GIVEN TASK —
Please copy each of the entries below word for word, with no changes.

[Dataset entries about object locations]
****

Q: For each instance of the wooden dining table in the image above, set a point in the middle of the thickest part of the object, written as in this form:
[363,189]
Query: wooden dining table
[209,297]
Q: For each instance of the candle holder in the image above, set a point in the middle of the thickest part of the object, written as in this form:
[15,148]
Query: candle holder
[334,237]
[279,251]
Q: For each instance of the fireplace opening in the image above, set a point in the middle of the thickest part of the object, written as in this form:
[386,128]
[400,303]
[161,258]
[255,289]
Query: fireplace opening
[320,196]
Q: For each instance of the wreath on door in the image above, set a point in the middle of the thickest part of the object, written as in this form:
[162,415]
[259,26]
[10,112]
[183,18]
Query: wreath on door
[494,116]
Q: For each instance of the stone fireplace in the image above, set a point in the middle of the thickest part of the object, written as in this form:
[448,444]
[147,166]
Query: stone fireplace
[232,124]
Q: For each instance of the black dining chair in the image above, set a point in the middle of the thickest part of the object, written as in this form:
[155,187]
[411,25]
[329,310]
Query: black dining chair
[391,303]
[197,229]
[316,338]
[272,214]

****

WRITTEN SOLUTION —
Q: For each instance of the wooden dining table in the image above, set a point in the middle of the thickest part of the object, written as in this form:
[363,189]
Query: wooden dining table
[209,297]
Q: For each instance of the candle holder in the image above, set a point in the middle of the thickest part of the object, written as in this form:
[15,148]
Query: candle holder
[334,237]
[279,251]
Q: For each instance of the fireplace opening in the image above, set a point in the middle of the thickest part of the object, written as in this form:
[386,128]
[400,303]
[161,258]
[255,289]
Query: fireplace opening
[320,196]
Q: For each instance of the wreath on door in the image above, set a point in the middle of the thickest part of the object, written as in this form:
[162,415]
[259,26]
[10,112]
[183,18]
Query: wreath on door
[494,116]
Q: For each instance of the stone fireplace in the image above, set a point in the middle of the thickest part of the object, written as in this form:
[448,444]
[147,166]
Query: stone fireplace
[232,124]
Q: For each instance of the black dining chair in the image above, set a point in the middle of the thickest part of the object, written as in this form:
[155,187]
[411,25]
[329,310]
Query: black dining chair
[391,303]
[197,229]
[316,338]
[272,214]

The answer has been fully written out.